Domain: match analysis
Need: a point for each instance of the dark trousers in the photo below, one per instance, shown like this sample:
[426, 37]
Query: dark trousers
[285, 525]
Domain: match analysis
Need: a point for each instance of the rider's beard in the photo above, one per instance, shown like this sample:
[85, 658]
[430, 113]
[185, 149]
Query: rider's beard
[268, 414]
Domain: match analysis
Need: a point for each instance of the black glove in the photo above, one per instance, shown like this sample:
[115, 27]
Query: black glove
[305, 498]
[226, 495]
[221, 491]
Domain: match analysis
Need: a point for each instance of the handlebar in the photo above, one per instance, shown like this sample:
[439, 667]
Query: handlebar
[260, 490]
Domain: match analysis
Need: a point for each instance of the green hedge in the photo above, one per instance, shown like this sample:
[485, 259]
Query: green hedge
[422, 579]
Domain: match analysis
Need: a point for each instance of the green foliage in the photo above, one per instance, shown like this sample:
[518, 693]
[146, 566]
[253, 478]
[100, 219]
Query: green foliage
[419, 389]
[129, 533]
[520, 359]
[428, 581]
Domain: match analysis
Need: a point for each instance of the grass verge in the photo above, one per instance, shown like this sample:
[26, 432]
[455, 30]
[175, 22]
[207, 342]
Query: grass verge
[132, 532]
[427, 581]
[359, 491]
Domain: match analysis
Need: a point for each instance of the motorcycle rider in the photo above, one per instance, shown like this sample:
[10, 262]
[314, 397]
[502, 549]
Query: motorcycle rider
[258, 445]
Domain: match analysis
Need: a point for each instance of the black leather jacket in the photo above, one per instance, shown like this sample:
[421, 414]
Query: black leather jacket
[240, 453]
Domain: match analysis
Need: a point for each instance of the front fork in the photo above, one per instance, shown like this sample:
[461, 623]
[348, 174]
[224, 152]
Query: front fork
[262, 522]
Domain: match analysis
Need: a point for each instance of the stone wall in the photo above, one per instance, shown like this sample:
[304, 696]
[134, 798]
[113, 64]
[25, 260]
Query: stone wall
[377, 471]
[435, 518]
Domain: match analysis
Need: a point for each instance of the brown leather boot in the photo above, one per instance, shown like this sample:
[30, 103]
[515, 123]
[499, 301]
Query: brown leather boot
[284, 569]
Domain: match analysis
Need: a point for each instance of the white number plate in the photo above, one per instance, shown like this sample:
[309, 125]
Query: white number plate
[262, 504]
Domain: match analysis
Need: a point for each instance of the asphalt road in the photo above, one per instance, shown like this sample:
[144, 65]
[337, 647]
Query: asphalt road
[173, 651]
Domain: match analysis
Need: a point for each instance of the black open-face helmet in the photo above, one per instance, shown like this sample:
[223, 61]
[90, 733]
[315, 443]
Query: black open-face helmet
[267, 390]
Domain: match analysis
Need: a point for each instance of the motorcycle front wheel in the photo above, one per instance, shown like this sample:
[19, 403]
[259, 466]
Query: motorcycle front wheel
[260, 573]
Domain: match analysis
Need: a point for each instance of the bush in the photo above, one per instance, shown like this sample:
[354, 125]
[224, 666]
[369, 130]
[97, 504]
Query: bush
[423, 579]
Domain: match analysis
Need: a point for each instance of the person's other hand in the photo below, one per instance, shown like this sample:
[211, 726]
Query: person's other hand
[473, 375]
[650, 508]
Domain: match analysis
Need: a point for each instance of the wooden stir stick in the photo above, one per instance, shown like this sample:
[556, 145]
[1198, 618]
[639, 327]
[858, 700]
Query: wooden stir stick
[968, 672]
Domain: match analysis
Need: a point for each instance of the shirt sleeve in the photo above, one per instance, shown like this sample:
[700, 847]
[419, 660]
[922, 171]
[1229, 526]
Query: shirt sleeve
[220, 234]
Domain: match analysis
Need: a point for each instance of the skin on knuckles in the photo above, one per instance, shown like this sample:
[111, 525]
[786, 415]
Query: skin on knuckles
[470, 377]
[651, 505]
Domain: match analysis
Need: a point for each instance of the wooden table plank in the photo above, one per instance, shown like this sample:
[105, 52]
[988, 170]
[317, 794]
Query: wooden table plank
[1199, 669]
================================
-- INSTRUCTIONS FOR THE TASK --
Collect every line with the string "below" from the records, and copy each.

-- ANSWER TO THIS EXERCISE --
Need: a point for each instance of the dark trousers in the photo below, one per instance, shown like this sample:
Need: a point for each instance of the person's other hand in the photo below, one per instance, shown like this sample:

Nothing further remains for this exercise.